Angezeigter Textauszug ▸

........

Alle feindseligen Gefühle sind Ablehnungsgefühle, dies gilt auch für die scheinbar harmloseren Verwandten des Hasses wie Ärger, Ekel, Empörung, Neid, Verachtung, Wut und Zorn. Christoph Demmerling weiß: „Der Hass ist nicht deshalb ein so brisantes Gefühl, weil er eine Form der Ablehnung darstellt, sondern weil er – anders als aversive Gefühle wie Ekel, Wut oder Zorn – auf die Schädigung des Gehassten zielt.“ Darauf sind die Kräfte des Hassenden in konzentrierter Form gerichtet. Die mit dem Hass verbundenen destruktiven Energien und Impulse der Mobilisation scheinen ungleich größer als im Fall anderer negativer Gefühle. Hass ist mit Feindschaft und in der Regel mit offener Gewalt oder zumindest mit Gewaltphantasien verbunden. Univ.-Prof. Dr. Christoph Demmerling lehrt Philosophie mit dem Schwerpunkt Theoretische Philosophie an der Friedrich-Schiller-Universität in Jena.

Der Hass besitzt Tiefe und Zentralität

Im extremen Fall geht es um die Vernichtung des Gehassten. Christoph Demmerling betont: „Letztlich ist Vernichtung als folgerichtige Konsequenz des Hasses anzusehen. Wer ernsthaft hasst, kann nichts anderes wollen als das Verschwinden oder den Tod des Gehassten. Wäre der Hass eine magische Kraft, würden die Hassenden das Gehasste einfach aus der Welt schaffen.“ Scheidungskriege, Morde, politisch oder religiös motivierte Attentate bezeugen dies ebenso wie Genozide und andere Gräueltaten, die ihre Spuren in der Weltgeschichte hinterlassen haben und nach wie vor die Gegenwart in vielen Teilen der Welt prägen.

........

Bereitgestellte Daten ▸

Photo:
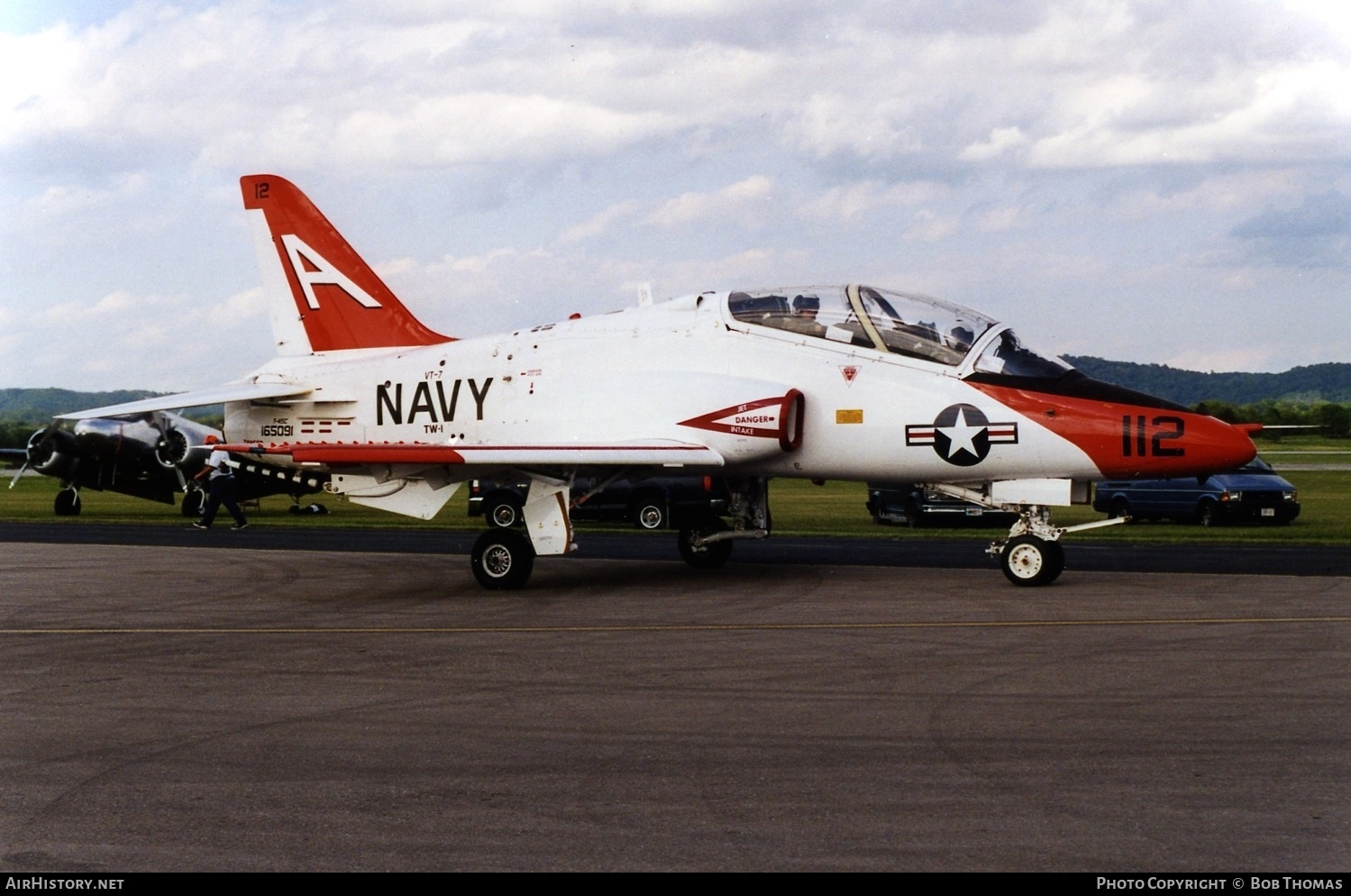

........

Zu lösende Aufgaben ▸
a. Beantworten Sie anhand des Textauszugs zum Hass:
(i) An welcher Universität lehrt Christoph Demmerling?
(ii) Worauf zielt der Hass laut Demmerling im Unterschied zu Ekel, Wut oder Zorn?
(iii) Was ist nach Demmerling als folgerichtige Konsequenz des Hasses anzusehen?
b. Fassen Sie den Absatz des Textauszugs zum Hass, der mit „Im extremen Fall geht es“ beginnt, kürzer und unter Wahrung seiner wesentlichen Fakten neu.
c. Prüfen Sie, ob die folgenden Aussagen mit dem Textauszug zum Hass übereinstimmen, und belegen Sie jede Antwort mit einem wörtlichen Zitat:
(i) Ärger und Neid werden zu den Ablehnungsgefühlen gezählt.
(ii) Laut Demmerling ist Hass deshalb brisant, weil er eine Form der Ablehnung darstellt.
(iii) Demmerling lehrt Philosophie mit dem Schwerpunkt Praktische Philosophie.
Die Daten sind hierfür ohne Belang.

Erwartete Antworten ▸
a.
(i) An der Friedrich-Schiller-Universität in Jena.
(ii) Auf die Schädigung des Gehassten.
(iii) Die Vernichtung.

b. Im Extremfall zielt Hass auf die Vernichtung des Gehassten. Laut Demmerling ist Vernichtung die folgerichtige Konsequenz des Hasses. Wer ernsthaft hasst, will das Verschwinden oder den Tod des Gehassten. Wäre Hass eine magische Kraft, würden Hassende das Gehasste einfach aus der Welt schaffen. Das belegen Scheidungskriege, Morde sowie politisch oder religiös motivierte Attentate. Ebenso belegen es Genozide und andere Gräueltaten, die die Weltgeschichte geprägt haben und noch heute die Gegenwart in vielen Teilen der Welt prägen.

c.
(i) Ja: „Alle feindseligen Gefühle sind Ablehnungsgefühle, dies gilt auch für die scheinbar harmloseren Verwandten des Hasses wie Ärger, Ekel, Empörung, Neid, Verachtung, Wut und Zorn.“
(ii) Nein: „Der Hass ist nicht deshalb ein so brisantes Gefühl, weil er eine Form der Ablehnung darstellt“
(iii) Nein: „lehrt Philosophie mit dem Schwerpunkt Theoretische Philosophie“